# Extrait de page
►

Source : resistanceinventerre.wordpress.com

 

Agriculture – Ressemer sa récolte n’est pas un crime ! PETiTiON pour libérer les semences paysannes !

Pour que les gestes ancéstraux des paysans ne soient pas criminalisés et pour que l’agriculture industrielle et standardisée ne devienne pas la norme imposée, les députés doivent impérativement inscrire une "exemption agricole" dans la loi sur la contrefaçon.
Urgent  – Le 4 février, l’Assemblée Nationale discutera une loi destinée à lutter contre la contrefaçon, qui pourrait conduire à criminaliser les paysans qui utilisent leurs ressources élémentaires (semences, levains, animaux…) et donner le droit aux semenciers de s’approprier ce que les paysans ont patiemment sélectionné durant des millénaires.
Si l’agriculture n’est pas explicitement exclue du périmètre de la loi, cela reviendrait à nier les droits ancestraux des paysans et à intensifier l’industrialisation de l’agriculture !

http://www.liberonslessemences.fr

En renforçant les moyens à des multinationales détentrices de Certificats d’Obtention Végétale, et au delà en incluant les brevets "sur le vivant", cette loi risque d’entraîner la condamnation des paysans :
- qui auront ressemé leur propre récolte,
- dont la récolte aura été contaminée par des gènes issus de plantes brevetées et cultivées dans le voisinage,
- qui utilisent et entretiennent depuis toujours des levains ou des ferments (pour la fabrication de pain, fromage ou vin) dont les souches auront été brevetées.

◄

# Problèmes à résoudre
**A.** D'après l'extrait, à quelle date l'Assemblée nationale doit-elle discuter la loi sur la contrefaçon ?
**B.** Expliquez en une à trois phrases, s'il vous plaît, pourquoi l'extrait demande aux députés d'inscrire une « exemption agricole » dans la loi sur la contrefaçon.
Les données ci-dessous forment un matériau distinct de l'extrait.

# Données fournies
►

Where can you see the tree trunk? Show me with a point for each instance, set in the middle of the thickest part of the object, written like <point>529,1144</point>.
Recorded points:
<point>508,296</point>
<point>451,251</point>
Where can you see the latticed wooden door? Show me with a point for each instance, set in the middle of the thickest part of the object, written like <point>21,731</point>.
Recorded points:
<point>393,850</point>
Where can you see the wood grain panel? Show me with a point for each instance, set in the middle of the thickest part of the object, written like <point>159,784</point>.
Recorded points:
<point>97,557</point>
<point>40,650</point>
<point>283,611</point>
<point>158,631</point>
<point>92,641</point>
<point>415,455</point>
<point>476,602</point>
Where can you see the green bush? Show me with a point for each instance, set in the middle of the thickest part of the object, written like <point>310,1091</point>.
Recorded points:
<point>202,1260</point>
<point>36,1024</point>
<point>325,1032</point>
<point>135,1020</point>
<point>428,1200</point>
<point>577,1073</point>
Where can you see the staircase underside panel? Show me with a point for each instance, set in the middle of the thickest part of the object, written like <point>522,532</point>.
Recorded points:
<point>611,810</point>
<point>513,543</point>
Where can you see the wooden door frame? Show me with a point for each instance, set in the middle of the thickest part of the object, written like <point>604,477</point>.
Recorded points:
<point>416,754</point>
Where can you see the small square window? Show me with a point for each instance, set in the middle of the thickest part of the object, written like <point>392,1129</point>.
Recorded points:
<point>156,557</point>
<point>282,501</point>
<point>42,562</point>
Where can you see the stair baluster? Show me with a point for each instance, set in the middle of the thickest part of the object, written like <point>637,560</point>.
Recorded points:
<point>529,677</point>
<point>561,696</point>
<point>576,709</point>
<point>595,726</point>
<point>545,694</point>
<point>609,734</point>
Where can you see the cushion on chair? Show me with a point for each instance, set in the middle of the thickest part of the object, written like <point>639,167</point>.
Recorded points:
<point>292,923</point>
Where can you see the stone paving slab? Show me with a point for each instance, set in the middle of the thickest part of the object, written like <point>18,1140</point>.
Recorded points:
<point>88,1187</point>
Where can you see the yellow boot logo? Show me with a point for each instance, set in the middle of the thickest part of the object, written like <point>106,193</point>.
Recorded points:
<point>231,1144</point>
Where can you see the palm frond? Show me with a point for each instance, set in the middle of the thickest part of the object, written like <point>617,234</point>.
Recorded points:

◄

# Réponses attendues
**A.** Le 4 février.

**B.** Il s'agit d'éviter que les gestes ancestraux des paysans soient criminalisés et que l'agriculture industrielle et standardisée devienne la norme imposée. Selon l'extrait, ne pas exclure explicitement l'agriculture du périmètre de la loi reviendrait à nier les droits ancestraux des paysans et à intensifier l'industrialisation de l'agriculture.